* GIVEN PROBLEM 1: Copy word for word the part of the nature program descriptions starting at "The Sami reindeer" and ending at "retain their traditions.".
* GIVEN PROBLEM 2: Pick out every line of the records that contains the word "background", and copy each of those lines.

* DOCUMENT SECTION:

Using a high-tech “time portal” to travel back 10,000 years, Saba brings her big cat expertise to prehistoric Brazil where she joins Nigel Marvin in his quest to rescue the last few saber-tooth tigers.

 

 

MY LIFE WITH ANIMALS

 

Saba recounts how a passion for animals, and her work as a BBC natural history presenter, has flung her far afield in to the wilderness she loves. But how long will it last and how best protect it?

     

 

RUNNING with REINDEER

 

The Sami reindeer herders of the Arctic are some of the toughest people on earth, and their winter reindeer round-up is the most exciting event in the Sami year. Saba joins ace reindeer herder Isak Mattis to lend a helping hand, and learns along the way how the Sami people, the last of Europe’s nomadic pastoralists, have adapted to life in the modern world yet retain their traditions.

 

 

SEARCH for POLAR BEARS

 

It’s March and the sun is rising for the first time in the High Arctic, signaling the end of four months of darkness, time for the polar bears of Svalbard to prepare themselves for the biggest feast of the year, the ringed seal pupping season. At 80°N Saba searches for two female bears, stars of “Life in the Freezer”, and witnesses first hand how climate change is altering the polar bear’s habitat.

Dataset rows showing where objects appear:
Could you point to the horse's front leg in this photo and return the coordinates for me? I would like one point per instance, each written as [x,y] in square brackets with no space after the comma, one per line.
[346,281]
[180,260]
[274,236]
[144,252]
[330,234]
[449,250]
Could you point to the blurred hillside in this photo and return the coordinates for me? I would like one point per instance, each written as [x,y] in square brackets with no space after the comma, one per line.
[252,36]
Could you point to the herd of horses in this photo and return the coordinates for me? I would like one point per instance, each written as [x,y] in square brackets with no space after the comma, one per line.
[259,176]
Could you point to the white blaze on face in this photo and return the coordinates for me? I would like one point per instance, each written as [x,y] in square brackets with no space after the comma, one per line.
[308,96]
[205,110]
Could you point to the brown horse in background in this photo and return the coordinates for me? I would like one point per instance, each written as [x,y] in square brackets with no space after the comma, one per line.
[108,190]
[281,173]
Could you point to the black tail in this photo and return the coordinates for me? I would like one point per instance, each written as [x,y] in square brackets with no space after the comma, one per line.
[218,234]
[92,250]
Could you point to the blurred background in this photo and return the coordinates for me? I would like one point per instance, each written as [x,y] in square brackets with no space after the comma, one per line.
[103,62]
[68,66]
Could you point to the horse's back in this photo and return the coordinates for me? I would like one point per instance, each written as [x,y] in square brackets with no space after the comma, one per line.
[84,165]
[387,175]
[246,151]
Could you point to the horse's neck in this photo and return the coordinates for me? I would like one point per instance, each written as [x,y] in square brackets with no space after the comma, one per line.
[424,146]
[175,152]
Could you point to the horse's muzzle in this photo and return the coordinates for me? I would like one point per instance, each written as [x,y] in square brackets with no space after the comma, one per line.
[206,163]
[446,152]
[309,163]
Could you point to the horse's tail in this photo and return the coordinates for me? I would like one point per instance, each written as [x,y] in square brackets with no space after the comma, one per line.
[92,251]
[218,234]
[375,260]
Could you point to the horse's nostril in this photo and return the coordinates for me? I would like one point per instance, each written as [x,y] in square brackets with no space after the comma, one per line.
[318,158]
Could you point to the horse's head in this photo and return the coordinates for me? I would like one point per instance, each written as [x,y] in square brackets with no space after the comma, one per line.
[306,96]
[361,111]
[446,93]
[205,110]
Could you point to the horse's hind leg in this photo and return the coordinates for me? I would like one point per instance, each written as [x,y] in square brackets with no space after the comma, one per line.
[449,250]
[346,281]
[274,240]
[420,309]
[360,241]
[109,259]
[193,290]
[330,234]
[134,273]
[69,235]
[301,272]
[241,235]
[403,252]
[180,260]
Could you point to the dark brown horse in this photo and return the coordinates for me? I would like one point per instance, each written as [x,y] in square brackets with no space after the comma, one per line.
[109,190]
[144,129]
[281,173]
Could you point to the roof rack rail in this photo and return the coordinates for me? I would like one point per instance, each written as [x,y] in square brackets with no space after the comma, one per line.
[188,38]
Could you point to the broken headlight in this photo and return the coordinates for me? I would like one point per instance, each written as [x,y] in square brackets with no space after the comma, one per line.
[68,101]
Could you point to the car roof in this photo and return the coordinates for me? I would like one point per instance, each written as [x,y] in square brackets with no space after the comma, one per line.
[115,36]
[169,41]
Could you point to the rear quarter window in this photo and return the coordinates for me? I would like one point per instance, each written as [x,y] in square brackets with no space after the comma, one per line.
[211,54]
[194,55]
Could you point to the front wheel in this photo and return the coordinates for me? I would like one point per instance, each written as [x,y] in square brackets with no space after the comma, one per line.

* EXPECTED ANSWER 1:
The Sami reindeer herders of the Arctic are some of the toughest people on earth, and their winter reindeer round-up is the most exciting event in the Sami year. Saba joins ace reindeer herder Isak Mattis to lend a helping hand, and learns along the way how the Sami people, the last of Europe’s nomadic pastoralists, have adapted to life in the modern world yet retain their traditions.

* EXPECTED ANSWER 2:
Could you point to the brown horse in background in this photo and return the coordinates for me? I would like one point per instance, each written as [x,y] in square brackets with no space after the comma, one per line.
Could you point to the blurred background in this photo and return the coordinates for me? I would like one point per instance, each written as [x,y] in square brackets with no space after the comma, one per line.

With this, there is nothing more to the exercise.